-- Listed entries start --
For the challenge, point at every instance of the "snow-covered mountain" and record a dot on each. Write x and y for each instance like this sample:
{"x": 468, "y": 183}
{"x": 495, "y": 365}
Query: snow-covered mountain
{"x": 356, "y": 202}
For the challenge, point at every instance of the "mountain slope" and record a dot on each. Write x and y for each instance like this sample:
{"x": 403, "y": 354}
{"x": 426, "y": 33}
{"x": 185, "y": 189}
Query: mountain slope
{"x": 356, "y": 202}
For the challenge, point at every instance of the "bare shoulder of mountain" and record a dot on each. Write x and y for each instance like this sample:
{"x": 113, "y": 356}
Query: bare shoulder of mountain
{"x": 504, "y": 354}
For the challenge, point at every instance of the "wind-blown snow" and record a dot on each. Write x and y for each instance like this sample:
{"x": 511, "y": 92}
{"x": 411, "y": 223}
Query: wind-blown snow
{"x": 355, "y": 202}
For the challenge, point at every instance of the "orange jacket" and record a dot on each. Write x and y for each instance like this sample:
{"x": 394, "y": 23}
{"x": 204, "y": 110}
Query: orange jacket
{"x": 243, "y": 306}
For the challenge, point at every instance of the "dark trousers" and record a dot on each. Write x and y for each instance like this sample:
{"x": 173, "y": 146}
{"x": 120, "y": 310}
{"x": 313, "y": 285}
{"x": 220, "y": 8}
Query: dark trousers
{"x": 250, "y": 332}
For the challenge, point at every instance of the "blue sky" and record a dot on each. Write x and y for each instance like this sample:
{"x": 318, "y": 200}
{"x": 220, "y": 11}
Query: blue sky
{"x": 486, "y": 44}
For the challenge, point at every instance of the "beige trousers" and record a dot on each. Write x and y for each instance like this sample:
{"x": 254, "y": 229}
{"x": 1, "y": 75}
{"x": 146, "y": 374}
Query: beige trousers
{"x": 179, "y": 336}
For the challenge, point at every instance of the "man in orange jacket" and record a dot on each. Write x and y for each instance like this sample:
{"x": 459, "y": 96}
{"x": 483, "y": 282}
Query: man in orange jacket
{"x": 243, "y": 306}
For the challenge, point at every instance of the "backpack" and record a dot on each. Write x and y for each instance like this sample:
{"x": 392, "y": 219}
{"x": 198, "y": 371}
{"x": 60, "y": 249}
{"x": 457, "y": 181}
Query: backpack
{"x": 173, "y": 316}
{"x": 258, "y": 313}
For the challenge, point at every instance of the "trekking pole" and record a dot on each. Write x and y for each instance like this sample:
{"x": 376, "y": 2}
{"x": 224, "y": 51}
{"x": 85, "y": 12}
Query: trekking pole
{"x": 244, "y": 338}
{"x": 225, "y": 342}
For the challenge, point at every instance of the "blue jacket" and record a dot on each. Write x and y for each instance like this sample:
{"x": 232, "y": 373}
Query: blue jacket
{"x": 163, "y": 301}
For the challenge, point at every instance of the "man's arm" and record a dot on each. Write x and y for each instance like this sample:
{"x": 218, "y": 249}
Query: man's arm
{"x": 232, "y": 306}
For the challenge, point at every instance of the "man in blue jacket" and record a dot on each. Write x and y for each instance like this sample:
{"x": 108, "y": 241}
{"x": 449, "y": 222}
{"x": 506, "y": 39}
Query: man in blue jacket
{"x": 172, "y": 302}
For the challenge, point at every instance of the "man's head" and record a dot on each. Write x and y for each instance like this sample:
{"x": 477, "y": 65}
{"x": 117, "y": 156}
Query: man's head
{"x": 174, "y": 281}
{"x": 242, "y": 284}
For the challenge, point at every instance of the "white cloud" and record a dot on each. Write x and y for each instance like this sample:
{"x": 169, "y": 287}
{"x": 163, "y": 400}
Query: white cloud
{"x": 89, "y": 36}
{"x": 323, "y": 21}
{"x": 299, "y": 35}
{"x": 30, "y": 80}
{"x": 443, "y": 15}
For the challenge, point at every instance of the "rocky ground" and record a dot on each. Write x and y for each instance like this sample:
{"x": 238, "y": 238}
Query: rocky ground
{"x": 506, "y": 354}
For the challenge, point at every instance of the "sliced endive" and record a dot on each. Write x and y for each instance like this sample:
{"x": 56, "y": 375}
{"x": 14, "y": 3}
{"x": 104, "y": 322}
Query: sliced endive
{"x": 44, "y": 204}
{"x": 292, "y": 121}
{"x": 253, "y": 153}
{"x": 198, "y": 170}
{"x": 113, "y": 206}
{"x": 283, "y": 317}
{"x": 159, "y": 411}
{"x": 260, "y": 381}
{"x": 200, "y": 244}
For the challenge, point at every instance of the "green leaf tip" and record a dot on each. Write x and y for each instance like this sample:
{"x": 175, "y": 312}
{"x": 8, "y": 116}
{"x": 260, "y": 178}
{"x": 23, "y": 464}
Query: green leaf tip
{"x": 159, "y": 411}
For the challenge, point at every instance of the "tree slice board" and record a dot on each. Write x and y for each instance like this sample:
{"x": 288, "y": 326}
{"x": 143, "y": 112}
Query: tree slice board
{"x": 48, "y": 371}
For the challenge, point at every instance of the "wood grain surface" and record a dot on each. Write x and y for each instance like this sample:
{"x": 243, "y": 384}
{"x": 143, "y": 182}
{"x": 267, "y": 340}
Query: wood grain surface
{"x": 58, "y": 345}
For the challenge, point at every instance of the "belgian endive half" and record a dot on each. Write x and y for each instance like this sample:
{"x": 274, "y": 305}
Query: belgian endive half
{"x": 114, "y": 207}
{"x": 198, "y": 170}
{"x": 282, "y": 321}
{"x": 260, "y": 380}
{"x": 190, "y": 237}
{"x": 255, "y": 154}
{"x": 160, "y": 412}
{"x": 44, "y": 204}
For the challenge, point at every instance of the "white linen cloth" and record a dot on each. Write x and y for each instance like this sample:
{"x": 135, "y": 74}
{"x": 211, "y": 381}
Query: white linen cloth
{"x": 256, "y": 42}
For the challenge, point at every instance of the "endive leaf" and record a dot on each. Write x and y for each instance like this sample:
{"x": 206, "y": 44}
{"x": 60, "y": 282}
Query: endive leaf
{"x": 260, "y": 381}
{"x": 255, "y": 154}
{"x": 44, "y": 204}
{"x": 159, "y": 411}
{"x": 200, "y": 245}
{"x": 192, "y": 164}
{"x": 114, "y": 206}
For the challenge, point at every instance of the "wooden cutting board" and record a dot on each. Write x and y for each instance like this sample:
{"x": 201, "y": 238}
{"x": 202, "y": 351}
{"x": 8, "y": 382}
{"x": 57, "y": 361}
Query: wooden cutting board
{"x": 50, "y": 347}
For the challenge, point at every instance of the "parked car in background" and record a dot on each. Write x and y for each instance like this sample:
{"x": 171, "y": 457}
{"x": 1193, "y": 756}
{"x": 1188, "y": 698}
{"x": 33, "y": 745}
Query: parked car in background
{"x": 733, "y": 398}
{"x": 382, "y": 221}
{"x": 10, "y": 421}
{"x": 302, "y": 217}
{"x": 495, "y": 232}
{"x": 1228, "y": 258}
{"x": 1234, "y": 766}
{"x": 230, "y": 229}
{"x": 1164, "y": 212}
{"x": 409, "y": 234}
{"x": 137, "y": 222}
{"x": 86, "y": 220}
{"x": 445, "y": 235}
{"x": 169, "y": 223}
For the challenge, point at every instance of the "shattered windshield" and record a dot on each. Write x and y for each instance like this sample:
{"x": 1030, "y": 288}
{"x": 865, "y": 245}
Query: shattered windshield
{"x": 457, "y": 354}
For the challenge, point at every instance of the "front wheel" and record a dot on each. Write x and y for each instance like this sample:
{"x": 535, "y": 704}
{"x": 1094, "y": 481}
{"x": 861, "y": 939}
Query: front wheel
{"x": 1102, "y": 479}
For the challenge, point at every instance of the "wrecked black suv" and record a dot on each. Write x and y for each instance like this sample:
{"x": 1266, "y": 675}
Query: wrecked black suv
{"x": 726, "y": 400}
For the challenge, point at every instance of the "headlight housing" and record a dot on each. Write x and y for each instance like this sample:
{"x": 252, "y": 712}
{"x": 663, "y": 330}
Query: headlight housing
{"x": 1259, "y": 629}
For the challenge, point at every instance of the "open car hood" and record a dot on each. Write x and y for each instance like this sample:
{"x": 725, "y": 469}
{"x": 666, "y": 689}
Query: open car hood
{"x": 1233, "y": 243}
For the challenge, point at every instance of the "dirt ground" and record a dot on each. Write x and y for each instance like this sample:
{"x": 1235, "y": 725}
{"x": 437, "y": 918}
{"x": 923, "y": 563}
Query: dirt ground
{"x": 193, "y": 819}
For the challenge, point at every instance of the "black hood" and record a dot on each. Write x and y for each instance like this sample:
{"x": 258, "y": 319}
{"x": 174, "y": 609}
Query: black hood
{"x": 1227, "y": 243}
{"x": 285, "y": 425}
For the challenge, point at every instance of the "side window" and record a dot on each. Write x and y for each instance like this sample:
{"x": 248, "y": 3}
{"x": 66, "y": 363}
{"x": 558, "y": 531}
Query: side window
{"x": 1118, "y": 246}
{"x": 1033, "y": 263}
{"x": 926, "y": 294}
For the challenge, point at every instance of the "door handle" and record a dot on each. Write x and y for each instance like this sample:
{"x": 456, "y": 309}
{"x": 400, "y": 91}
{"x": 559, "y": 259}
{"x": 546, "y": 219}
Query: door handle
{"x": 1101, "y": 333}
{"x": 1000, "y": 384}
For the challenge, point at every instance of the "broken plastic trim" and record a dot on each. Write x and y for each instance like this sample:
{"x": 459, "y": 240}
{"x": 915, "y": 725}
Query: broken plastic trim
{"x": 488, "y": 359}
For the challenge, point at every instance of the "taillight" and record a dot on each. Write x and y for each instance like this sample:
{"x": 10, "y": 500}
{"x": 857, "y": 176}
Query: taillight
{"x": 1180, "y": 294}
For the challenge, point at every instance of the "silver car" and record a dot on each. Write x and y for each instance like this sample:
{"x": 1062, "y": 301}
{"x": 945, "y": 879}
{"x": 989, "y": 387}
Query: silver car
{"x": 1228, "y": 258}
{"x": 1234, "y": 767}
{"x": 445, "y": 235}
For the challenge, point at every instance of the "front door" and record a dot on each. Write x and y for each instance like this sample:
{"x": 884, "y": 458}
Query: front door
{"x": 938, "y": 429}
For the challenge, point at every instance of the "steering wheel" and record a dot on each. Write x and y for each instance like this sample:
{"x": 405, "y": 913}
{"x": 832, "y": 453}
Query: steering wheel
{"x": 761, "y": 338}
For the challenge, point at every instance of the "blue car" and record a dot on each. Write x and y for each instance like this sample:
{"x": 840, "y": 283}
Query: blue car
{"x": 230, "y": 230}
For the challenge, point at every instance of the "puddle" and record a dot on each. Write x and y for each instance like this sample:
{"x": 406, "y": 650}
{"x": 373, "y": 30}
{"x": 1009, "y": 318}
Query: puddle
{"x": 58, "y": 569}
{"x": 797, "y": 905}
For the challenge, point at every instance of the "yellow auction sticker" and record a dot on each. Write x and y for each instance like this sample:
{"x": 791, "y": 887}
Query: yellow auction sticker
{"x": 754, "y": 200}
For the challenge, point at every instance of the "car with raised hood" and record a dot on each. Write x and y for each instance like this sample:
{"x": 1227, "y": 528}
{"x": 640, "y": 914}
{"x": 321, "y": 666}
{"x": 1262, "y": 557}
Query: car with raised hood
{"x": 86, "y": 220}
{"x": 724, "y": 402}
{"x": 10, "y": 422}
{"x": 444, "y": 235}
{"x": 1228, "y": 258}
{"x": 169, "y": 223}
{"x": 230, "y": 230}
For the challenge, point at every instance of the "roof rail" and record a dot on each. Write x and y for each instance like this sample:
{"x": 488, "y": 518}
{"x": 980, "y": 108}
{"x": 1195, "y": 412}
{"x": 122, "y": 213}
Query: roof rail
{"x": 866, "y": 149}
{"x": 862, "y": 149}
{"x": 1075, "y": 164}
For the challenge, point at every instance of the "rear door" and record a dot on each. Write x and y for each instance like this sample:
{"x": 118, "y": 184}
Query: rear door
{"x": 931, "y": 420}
-- Listed entries end --
-- Your task --
Which lines in the rows above contain the word "tree"? Pick them out and copy each one in full, matching case exactly.

-- Full output --
For the challenge, point at every instance of the "tree slice board" and record a dot on each. Write x and y for each instance like this sample:
Query: tree slice board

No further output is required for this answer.